The role of TCF7L2 alternative splicing in tumor progression and its modulation by splice-switching antisense oligonucleotides (SSOs) for cancer therapy

TCF4 (TCF7L2) is a member of the T-cell Factor/Lymphoid Enhancer Factor (TCF) family of transcription factors, nuclear mediators of the Wnt/β-catenin signaling pathway, a known regulator of cellular functions that may contribute to tumor initiation and progression. A SNP within TCF7L2 is, to date, the most significant genetic marker associated with T2DM risk. TCF7L2 is also known to be involved in liver gluconeogenesis and glucose metabolism. However, its role in cancer initiation and progression has not been studied in depth. The TCF7L2 gene consists of 17 exons, which are known to display a complex pattern of alternative splicing (AS). AS involving exons 13-16 results in TCF4 proteins with differing C-termini. It is not known to what extent the variable C-termini alter the functional properties of the TCF4 isoforms. It has been proposed that the different isoforms can confer differential transcriptional activity.

_ _ _ _

**QUESTIONS:**
(a) According to the passage on TCF7L2 alternative splicing, how many exons make up the TCF7L2 gene?
(b) Continue the passage on TCF7L2 alternative splicing, starting after its final sentence.

_ _ _ _

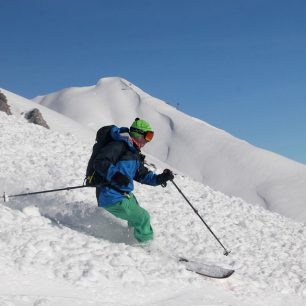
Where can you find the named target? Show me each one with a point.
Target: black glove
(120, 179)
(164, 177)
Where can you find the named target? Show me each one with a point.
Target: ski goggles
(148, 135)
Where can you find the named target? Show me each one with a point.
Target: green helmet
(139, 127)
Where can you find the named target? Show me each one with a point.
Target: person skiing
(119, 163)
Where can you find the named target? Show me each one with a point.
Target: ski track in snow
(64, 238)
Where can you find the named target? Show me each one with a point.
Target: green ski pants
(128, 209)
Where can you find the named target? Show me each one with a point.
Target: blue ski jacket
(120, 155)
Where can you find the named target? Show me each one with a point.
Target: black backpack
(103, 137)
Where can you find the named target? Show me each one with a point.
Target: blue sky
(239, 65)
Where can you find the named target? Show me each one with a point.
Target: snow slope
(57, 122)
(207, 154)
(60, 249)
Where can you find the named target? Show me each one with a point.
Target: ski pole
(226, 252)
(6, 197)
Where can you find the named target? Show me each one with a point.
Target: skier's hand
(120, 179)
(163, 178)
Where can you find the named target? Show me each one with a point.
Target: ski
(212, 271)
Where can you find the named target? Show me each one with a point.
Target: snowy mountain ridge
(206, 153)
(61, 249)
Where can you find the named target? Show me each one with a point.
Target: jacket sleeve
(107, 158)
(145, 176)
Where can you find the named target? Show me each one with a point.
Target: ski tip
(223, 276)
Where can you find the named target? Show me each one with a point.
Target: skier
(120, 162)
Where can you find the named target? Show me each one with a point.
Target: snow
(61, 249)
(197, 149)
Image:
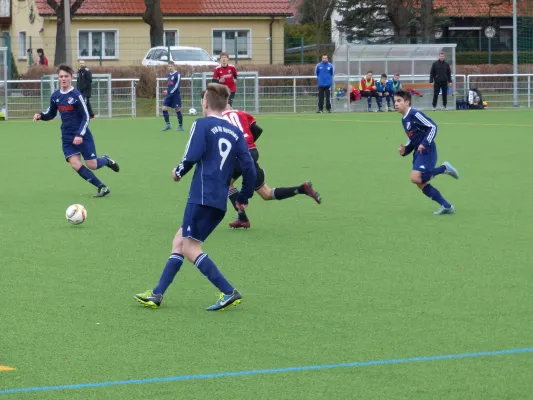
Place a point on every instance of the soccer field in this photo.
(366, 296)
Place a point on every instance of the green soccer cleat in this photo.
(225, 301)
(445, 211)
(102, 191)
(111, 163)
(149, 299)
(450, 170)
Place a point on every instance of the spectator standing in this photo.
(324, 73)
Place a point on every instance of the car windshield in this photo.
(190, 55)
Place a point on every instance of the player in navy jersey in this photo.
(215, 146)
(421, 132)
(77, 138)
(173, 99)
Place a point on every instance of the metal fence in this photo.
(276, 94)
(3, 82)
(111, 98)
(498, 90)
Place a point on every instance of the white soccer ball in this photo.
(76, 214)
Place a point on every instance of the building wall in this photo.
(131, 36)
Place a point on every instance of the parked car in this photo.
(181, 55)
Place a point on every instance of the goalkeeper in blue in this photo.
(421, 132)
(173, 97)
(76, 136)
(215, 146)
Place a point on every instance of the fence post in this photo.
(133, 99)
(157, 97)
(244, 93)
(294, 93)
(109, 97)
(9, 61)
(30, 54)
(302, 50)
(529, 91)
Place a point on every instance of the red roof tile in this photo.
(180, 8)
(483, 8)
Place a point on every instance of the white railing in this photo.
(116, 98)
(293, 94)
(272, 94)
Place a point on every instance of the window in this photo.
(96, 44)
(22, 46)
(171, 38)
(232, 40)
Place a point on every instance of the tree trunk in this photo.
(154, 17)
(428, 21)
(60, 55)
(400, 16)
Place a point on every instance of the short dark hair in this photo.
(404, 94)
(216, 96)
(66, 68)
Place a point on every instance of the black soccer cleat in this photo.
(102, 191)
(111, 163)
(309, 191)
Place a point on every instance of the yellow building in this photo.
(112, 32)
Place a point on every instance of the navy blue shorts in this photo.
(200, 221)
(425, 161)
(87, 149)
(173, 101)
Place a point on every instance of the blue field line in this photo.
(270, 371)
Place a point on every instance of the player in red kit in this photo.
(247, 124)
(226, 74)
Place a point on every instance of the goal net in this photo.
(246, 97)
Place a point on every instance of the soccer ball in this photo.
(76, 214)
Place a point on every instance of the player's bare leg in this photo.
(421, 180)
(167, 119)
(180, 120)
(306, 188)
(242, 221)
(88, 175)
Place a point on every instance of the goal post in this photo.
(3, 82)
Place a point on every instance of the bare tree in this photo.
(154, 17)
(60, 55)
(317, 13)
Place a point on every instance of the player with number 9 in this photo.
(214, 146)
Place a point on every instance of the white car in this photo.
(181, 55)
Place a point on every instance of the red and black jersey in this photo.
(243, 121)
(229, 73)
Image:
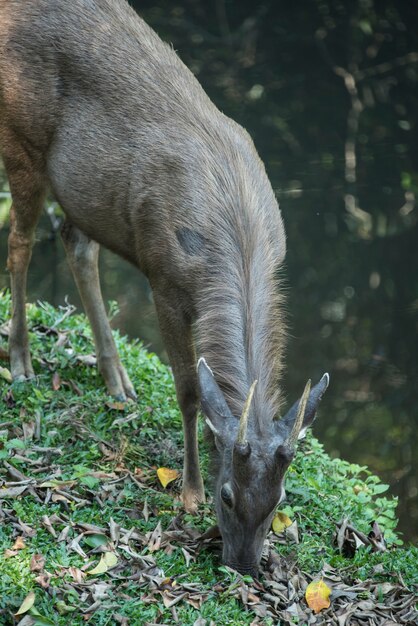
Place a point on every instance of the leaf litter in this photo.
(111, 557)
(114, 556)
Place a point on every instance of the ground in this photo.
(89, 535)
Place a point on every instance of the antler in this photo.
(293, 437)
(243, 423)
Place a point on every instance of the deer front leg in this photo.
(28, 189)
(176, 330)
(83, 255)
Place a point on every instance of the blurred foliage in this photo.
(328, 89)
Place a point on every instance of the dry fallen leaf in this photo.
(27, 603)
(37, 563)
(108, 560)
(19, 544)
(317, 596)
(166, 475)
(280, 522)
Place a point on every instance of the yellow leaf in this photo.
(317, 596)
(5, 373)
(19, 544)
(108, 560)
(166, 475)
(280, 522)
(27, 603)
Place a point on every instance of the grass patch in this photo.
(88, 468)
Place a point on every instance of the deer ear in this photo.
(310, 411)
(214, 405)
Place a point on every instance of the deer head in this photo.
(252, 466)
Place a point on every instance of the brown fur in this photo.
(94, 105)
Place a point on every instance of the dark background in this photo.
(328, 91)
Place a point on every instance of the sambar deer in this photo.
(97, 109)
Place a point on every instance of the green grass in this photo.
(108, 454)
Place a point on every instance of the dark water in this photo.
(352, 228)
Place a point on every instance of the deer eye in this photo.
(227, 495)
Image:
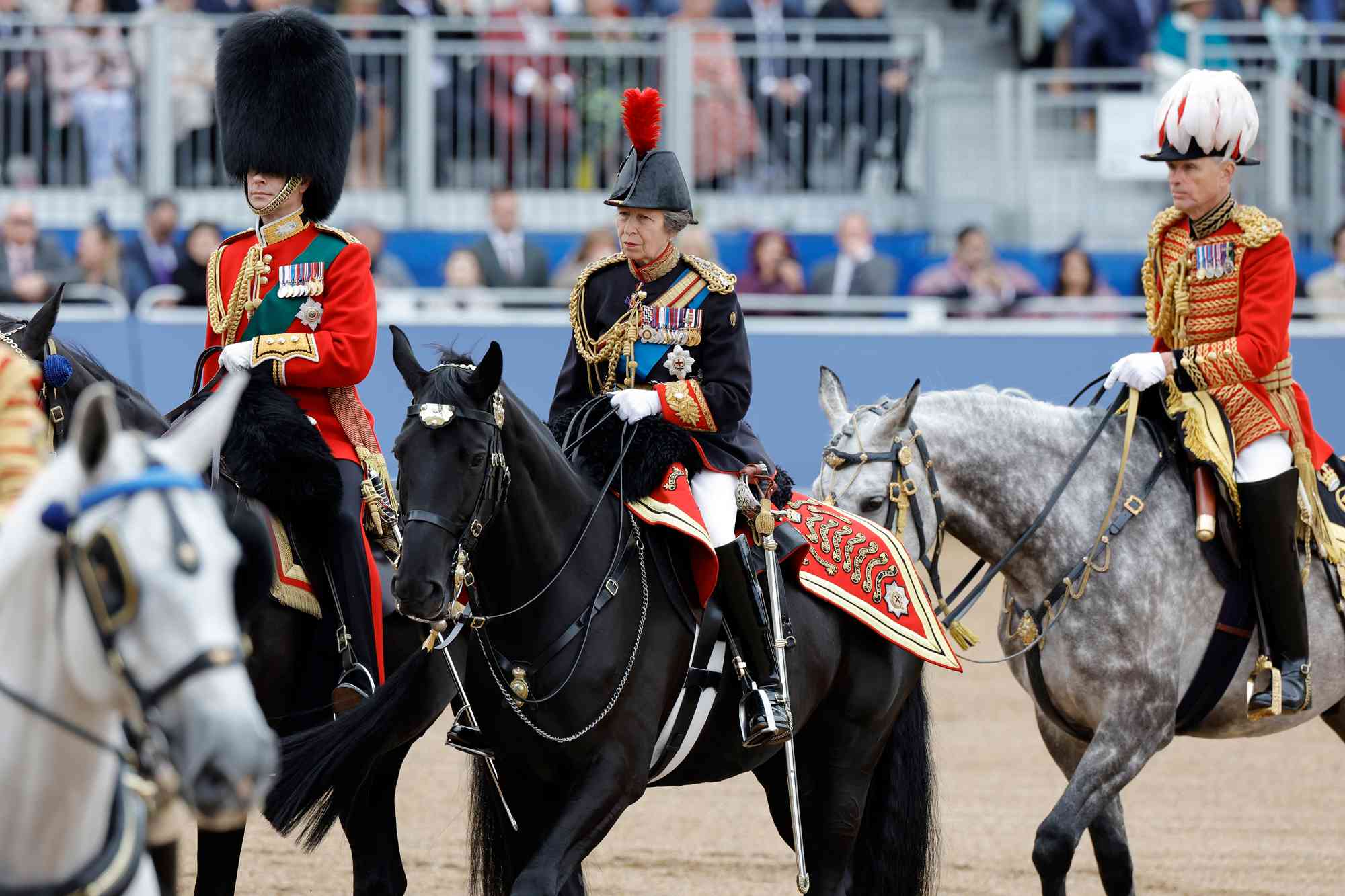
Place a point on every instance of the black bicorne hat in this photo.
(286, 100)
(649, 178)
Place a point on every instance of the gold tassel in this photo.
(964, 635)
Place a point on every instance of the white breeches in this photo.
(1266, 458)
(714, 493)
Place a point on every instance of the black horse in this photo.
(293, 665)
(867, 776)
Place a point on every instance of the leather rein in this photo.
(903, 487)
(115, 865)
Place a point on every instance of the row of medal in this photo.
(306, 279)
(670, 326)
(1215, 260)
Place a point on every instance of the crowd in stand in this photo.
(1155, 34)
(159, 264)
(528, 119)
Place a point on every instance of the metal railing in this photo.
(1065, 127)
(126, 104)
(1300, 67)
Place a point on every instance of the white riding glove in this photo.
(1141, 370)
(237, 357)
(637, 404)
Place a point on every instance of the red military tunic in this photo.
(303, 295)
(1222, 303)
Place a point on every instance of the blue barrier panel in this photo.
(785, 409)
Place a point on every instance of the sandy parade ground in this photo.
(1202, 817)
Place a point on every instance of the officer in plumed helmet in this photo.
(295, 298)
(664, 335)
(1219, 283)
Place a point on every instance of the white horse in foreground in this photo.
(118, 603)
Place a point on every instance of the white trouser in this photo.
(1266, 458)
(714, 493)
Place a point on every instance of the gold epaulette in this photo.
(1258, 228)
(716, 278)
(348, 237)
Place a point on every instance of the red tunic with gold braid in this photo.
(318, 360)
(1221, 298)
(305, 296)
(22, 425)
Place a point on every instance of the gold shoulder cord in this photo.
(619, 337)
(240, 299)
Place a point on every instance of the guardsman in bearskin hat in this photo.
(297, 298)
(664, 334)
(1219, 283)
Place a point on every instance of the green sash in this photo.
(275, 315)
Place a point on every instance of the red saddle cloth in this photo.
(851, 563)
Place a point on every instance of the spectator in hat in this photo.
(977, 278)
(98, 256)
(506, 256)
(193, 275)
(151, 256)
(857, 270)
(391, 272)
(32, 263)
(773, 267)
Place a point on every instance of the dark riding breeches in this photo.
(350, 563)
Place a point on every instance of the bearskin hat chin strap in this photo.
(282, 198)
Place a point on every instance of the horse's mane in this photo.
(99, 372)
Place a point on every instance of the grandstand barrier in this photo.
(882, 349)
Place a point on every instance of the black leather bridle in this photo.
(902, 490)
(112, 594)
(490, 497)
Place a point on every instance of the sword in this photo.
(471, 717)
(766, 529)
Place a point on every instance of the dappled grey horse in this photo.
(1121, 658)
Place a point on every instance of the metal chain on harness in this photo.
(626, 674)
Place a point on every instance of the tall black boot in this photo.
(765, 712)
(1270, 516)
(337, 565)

_ _ _ _

**ANSWER SET:**
(a) 17 exons.

(b)
We have identified TCF7L2 as an important target of the oncogenic splicing factor hnRNP A2/B1, which promotes breast cancer metastasis when up-regulated. TCF7L2 undergoes AS in metastatic breast tumors and knockdown of hnRNP A2/B1 in breast cancer cell lines induced skipping of exons 13-15. We analyzed RNA-seq data from normal brain tissues and glioblastoma tumor samples and found that TCF7L2 alternative splicing is altered in these tumors as well. Glioblastoma tumors show enhanced inclusion of exons 13-15 while normal brain samples show enhanced skipping. We hypothesize that the long TCF7L2 isoform, that includes exons 13-15, possesses oncogenic activity while the skipped isoform is tumor suppressive. Thus, we sought to modulate TCF7L2 splicing as a potential anti-cancer therapy. We performed a screen of splice switching antisense oligonucleotides (SSOs), targeting exon 15 and the adjacent introns, in order to identify efficient SSOs that modulate TCF7L2 splicing. Targeting the intron14/exon15 splicing junction of TCF7L2 in glioblastoma and breast cancer cell lines resulted in skipping of exons 13-15 and inhibition of cell survival and anchorage-independent growth in vitro. We conclude from these results that the AS of TCF7L2 is a crucial step in tumorigenesis, specifically in glioblastomas and metastatic breast cancer, and modulation of it may inhibit tumor progression.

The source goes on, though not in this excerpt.